## [Action item]
Resume the news report on the ACTUP and Occupy Wall Street anniversary demonstration, picking up after its final sentence.

## [Source document]
=== Section Start ===

Hundreds of AIDS activists gathered in front of City Hall...

Hundreds of AIDS activists gathered in front of City Hall in Manhattan during the Act-Up 25th Anniversary Demonstration. (April 25, 2012) Credit: Nancy Borowick

About 500 ACTUP and Occupy Wall Street demonstrators joined forces to commemorate the 25th anniversary of the AIDS movement in lower Manhattan Wednesday and demand better health care.

Demonstrators young and old held up signs with a photograph of the iconic Wall Street bull that read: "Act Up & Occupy" and "Tax Wall Street: End AIDS." Some wore Robin Hood costumes.

Police kept peaceful demonstrators, who chanted "We are the 99 percent," on the sidewalk. They walked from City Hall to South Street Seaport and back up to Broadway, where they held a rally at Trinity Church.

"Today, we have reinvigorated AIDS activism, building this new coalition with Occupy Wall Street," said Eric Sawyer, co-founder of ACTUP, which stands for AIDS Coalition to Unleash Power. He said the OWS movement "has been a breath of fresh air for standing up for social justice. Something ACTUP has always done."

The newly allied groups advocated a Wall Street transaction tax that would be levied on stock, bond and derivative transactions. The revenue would fund universal health insurance. A similar proposal is being advocated in Europe, Sawyer said after the rally.

"I believe this will happen," he said, reminiscing about when ACTUP triumphed and helped create a global fund for AIDS health care, which now also targets tuberculosis and malaria. He said a Wall Street tax would generate $400 billion annually.

Celebrating ACTUP's 25th anniversary and returning to Wall Street is a natural evolution, organizers said.

=== Section End ===

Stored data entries
=== Section Start ===

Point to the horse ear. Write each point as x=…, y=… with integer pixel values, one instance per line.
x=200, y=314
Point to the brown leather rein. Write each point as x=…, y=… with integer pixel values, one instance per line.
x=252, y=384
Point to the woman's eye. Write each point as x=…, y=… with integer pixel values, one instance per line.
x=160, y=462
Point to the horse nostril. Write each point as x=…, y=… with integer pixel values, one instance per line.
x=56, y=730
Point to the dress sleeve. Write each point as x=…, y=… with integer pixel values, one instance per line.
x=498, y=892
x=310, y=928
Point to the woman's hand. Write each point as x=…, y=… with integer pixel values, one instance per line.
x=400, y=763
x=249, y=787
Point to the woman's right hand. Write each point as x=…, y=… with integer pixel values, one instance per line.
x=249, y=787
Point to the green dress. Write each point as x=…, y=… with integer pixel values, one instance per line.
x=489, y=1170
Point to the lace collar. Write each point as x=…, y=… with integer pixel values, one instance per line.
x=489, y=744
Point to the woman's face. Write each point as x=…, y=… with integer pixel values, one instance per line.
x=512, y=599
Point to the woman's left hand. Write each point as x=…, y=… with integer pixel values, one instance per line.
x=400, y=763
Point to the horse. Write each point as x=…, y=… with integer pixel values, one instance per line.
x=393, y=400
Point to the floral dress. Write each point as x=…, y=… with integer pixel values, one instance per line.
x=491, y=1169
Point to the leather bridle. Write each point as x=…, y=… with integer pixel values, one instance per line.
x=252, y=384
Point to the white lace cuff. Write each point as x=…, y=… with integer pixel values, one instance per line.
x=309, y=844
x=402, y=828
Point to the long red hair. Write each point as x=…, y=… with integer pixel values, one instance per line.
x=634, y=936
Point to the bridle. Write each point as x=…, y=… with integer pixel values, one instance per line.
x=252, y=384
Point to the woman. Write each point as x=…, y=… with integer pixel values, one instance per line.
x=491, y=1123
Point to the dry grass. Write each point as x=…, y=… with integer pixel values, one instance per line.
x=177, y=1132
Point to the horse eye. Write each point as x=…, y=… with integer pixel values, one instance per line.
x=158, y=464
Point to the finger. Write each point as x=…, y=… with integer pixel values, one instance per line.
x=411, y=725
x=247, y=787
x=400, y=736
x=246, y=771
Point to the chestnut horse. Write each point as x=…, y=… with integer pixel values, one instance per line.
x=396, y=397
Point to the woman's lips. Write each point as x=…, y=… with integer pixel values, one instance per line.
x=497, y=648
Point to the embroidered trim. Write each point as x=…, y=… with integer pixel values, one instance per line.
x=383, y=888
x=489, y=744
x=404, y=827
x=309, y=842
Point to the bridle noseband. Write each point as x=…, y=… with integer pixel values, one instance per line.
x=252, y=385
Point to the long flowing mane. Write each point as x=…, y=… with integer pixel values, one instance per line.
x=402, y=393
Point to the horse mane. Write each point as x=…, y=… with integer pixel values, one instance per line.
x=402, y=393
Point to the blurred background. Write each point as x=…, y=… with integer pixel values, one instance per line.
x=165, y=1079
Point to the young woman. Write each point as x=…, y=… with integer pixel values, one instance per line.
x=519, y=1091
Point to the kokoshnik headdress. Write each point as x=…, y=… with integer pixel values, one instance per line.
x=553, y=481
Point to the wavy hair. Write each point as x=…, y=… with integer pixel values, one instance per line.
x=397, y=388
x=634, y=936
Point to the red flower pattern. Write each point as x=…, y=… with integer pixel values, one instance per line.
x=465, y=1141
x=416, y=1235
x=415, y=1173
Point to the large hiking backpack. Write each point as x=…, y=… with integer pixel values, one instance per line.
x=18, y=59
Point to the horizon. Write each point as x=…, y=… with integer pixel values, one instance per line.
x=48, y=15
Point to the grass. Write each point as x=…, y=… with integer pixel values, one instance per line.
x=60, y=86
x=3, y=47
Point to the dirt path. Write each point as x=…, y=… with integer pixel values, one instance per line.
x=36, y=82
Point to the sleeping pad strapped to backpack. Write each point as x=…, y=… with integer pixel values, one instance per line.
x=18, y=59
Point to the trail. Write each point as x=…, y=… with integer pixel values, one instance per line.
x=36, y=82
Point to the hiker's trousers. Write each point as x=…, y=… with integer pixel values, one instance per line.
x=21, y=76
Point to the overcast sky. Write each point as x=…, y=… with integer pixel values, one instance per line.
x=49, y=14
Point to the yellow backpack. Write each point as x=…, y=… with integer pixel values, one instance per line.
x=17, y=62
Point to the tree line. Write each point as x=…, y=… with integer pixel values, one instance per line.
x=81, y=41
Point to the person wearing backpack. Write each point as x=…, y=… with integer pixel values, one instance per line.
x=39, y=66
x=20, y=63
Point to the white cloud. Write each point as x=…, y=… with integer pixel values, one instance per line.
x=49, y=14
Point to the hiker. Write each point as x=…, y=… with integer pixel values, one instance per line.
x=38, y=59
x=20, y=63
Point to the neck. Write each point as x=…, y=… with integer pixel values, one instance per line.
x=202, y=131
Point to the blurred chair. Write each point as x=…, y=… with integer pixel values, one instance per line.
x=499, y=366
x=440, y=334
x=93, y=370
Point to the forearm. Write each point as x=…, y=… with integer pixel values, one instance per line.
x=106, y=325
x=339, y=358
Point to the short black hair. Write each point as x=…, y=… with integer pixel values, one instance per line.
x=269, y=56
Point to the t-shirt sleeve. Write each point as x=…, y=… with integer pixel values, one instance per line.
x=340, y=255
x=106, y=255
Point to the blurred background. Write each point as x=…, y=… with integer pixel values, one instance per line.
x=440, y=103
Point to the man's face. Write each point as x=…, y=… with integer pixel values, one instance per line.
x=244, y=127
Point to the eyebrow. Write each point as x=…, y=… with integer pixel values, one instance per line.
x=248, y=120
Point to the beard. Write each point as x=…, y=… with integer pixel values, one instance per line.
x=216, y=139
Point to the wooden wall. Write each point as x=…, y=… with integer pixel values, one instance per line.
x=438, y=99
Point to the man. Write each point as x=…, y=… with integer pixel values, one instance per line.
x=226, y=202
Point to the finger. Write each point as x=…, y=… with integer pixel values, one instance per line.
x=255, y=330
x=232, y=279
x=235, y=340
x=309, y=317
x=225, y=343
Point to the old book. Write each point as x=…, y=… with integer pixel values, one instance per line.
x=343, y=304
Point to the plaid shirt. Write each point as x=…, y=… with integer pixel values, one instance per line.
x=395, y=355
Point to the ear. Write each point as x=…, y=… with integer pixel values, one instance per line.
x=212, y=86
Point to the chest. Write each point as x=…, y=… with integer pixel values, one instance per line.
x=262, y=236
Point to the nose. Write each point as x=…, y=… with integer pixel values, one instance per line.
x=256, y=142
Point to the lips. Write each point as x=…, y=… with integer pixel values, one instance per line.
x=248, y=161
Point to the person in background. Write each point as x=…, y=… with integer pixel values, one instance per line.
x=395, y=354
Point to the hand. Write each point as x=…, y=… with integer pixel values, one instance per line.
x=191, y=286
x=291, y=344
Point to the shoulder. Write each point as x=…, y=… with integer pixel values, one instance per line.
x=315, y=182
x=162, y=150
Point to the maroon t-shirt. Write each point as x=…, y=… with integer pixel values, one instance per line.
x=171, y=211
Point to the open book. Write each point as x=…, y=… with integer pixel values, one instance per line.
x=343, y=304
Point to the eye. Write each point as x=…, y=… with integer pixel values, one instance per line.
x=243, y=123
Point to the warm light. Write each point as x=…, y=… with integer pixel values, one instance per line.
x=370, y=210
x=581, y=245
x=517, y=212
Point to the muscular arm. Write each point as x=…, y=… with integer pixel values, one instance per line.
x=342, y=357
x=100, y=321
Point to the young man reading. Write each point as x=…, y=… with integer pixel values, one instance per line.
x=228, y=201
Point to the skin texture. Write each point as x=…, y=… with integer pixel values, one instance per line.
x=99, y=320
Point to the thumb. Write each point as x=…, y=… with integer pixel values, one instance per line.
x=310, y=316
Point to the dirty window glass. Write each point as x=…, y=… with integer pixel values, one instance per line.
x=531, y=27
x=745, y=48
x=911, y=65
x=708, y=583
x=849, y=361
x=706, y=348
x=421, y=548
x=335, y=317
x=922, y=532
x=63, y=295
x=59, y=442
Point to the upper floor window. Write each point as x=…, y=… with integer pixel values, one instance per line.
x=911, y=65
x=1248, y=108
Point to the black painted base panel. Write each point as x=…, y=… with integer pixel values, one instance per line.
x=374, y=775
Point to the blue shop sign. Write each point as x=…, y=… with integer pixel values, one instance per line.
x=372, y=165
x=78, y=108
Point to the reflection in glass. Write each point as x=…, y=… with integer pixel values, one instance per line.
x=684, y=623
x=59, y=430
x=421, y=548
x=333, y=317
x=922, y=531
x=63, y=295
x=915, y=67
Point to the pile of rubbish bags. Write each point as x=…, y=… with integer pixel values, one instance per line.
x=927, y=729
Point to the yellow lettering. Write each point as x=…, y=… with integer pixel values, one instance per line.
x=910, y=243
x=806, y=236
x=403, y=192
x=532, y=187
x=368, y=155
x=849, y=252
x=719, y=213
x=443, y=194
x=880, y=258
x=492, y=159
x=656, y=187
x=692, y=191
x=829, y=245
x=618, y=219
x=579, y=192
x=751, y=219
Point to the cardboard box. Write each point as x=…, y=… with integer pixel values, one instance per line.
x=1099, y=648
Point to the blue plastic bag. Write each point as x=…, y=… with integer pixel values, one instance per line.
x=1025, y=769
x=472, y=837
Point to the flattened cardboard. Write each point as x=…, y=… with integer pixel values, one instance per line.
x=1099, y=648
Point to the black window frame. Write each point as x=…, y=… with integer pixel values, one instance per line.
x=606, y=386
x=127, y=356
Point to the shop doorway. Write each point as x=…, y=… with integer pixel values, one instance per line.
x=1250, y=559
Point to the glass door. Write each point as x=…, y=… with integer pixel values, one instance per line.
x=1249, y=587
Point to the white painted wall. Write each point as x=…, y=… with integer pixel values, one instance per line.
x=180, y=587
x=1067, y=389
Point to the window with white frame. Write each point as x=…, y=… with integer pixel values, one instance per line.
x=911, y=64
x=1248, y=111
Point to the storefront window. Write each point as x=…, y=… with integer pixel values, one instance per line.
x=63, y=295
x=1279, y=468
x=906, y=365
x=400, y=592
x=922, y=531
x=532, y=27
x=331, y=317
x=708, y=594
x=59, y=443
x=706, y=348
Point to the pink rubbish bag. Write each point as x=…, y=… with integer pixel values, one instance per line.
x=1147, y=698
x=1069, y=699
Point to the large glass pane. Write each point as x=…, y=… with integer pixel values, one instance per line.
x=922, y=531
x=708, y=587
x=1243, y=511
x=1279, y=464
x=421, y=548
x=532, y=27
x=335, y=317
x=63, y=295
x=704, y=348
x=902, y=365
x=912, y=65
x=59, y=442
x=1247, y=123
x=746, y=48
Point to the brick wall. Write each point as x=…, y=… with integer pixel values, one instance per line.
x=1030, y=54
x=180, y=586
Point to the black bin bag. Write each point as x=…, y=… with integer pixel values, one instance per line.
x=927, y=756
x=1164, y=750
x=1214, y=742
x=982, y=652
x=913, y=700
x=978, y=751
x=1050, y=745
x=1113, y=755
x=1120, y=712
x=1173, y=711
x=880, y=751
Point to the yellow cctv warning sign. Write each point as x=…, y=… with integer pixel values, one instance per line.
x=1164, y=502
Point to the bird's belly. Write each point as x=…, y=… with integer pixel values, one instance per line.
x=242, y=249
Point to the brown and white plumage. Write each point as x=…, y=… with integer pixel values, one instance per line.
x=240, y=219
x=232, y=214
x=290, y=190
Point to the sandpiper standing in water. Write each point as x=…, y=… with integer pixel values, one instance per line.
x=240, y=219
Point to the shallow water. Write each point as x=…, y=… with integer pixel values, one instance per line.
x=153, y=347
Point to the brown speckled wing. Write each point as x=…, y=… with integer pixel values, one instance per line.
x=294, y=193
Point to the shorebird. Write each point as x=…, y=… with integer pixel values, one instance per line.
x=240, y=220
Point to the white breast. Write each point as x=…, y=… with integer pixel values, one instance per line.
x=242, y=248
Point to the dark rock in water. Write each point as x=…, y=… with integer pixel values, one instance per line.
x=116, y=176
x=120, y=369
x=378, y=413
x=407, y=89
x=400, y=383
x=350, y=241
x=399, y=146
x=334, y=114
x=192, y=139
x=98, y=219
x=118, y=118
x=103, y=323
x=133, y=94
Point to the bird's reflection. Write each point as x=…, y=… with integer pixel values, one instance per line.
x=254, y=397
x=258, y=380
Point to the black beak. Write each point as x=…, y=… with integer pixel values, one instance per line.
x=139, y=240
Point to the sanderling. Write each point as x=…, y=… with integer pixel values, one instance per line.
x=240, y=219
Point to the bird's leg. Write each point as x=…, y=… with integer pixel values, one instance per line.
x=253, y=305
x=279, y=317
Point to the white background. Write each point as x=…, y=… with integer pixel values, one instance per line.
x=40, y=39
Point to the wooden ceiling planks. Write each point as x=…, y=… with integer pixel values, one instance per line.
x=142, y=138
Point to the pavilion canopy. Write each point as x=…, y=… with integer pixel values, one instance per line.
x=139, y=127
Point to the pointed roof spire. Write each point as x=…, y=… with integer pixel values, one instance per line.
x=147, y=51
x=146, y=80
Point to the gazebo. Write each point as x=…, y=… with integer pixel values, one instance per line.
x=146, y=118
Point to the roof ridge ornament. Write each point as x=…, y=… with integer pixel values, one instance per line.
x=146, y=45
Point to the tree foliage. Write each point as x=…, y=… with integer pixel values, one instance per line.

=== Section End ===

## [Written response]
In 1987, activists were pushing to make AIDS drugs generic and affordable, said Andrew Velez of Manhattan. "Our first action was Wall Street and protesting high prices for AZT. . . That was the beginning for me," Velez said. In 1989, ACTUP protesters chained themselves to a balcony in the New York Stock Exchange. Wednesday morning, organizers said that 19 people were arrested after they chained themselves together and onto a lamppost -- blocking traffic near the Stock Exchange. No one was arrested during the march, which started at City Hall.

"At that time, people were dying and they were being shunned and made to feel ashamed. It was a terrible way to die -- all alone," said Velez, who wore his original protest AIDS GATE T-shirt, which depicted former President Ronald Reagan with hot pink eyes. Reagan was criticized for not publicly recognizing the AIDS epidemic.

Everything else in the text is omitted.